### Source text
----
Where do I even start? What words are there that I could possibly use that would encompass everything that Shelby was?
Everyone who comes out to the Conservators’ Center and works with these animals loves all of them. No one wants to pick favorites but, undoubtedly, there is that one animal that calls to you. That one animal that you share some special bond with that no one else does, the animal that comes running over when you call them.
For me that animal was Shelby Tiger.
I fell in love with Shelby during my Animal Care internship at the Center in the summer of 2011. She had so much sass and she shared a name with one of my best (human) friends. She is one of the main reasons I began coming back to the Center as a volunteer after completing my internship.
I looked forward to my weekends and being able to see her and sneak her treats when I worked with the big cats. Even after I joined the Guest Relations staff I still made time every weekend to go and spend at least 5 minutes with her. Shelby would always come over, chuffle excitedly, and lay down next to the fence, listening to everything I had to say. She always knew when I was going through a tough time and would hang out at the fence with me longer or offer extra chuffles. She was such an incredibly special tiger, I just don’t know how I could possibly explain what she meant to me.
When Shelby first started showing signs of illness in the summer of 2013 I made a point to spend extra time with her. I bought her turkey legs almost every weekend. Since I work second shift at an emergency veterinary clinic I would often stop by Walmart past midnight on Fridays to pick up the turkey legs (or a whole turkey if I could afford it), earning many strange looks from their employees.
I received even stranger looks when I explained that the meat was for a tiger.
I went so often that the Walmart staff started to recognize me and asked me how Shelby was doing. I didn’t know if she was going to make it through that summer but I was determined to do everything in my ability to help her.
----
### Collected material

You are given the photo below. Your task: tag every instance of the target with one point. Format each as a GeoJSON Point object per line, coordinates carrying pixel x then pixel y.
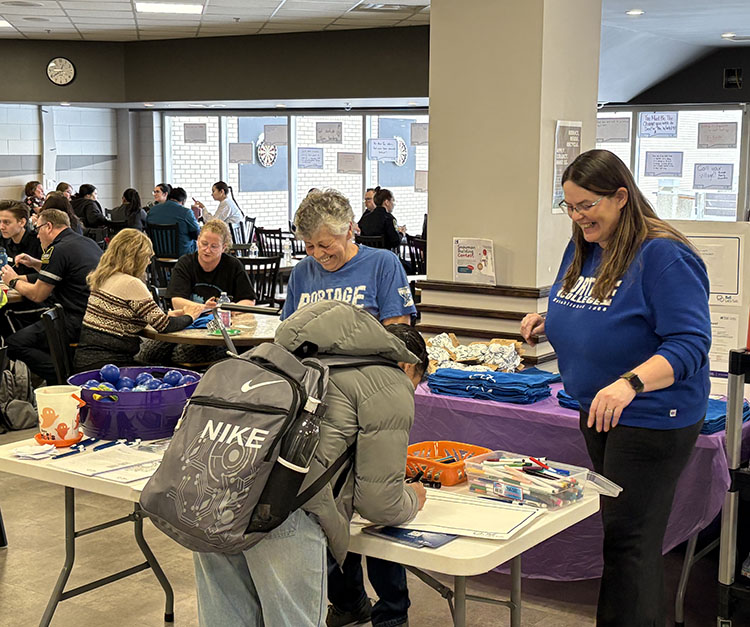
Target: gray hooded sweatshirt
{"type": "Point", "coordinates": [373, 405]}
----
### Work instructions
(1) In the piece about Shelby the tiger, render "I bought her turkey legs almost every weekend." into Spanish.
(2) Please reproduce everything in the piece about Shelby the tiger from "Where do I even" down to "completing my internship.", character for character.

### Answer set
(1) Le compraba muslos de pavo casi todos los fines de semana.

(2)
Where do I even start? What words are there that I could possibly use that would encompass everything that Shelby was?
Everyone who comes out to the Conservators’ Center and works with these animals loves all of them. No one wants to pick favorites but, undoubtedly, there is that one animal that calls to you. That one animal that you share some special bond with that no one else does, the animal that comes running over when you call them.
For me that animal was Shelby Tiger.
I fell in love with Shelby during my Animal Care internship at the Center in the summer of 2011. She had so much sass and she shared a name with one of my best (human) friends. She is one of the main reasons I began coming back to the Center as a volunteer after completing my internship.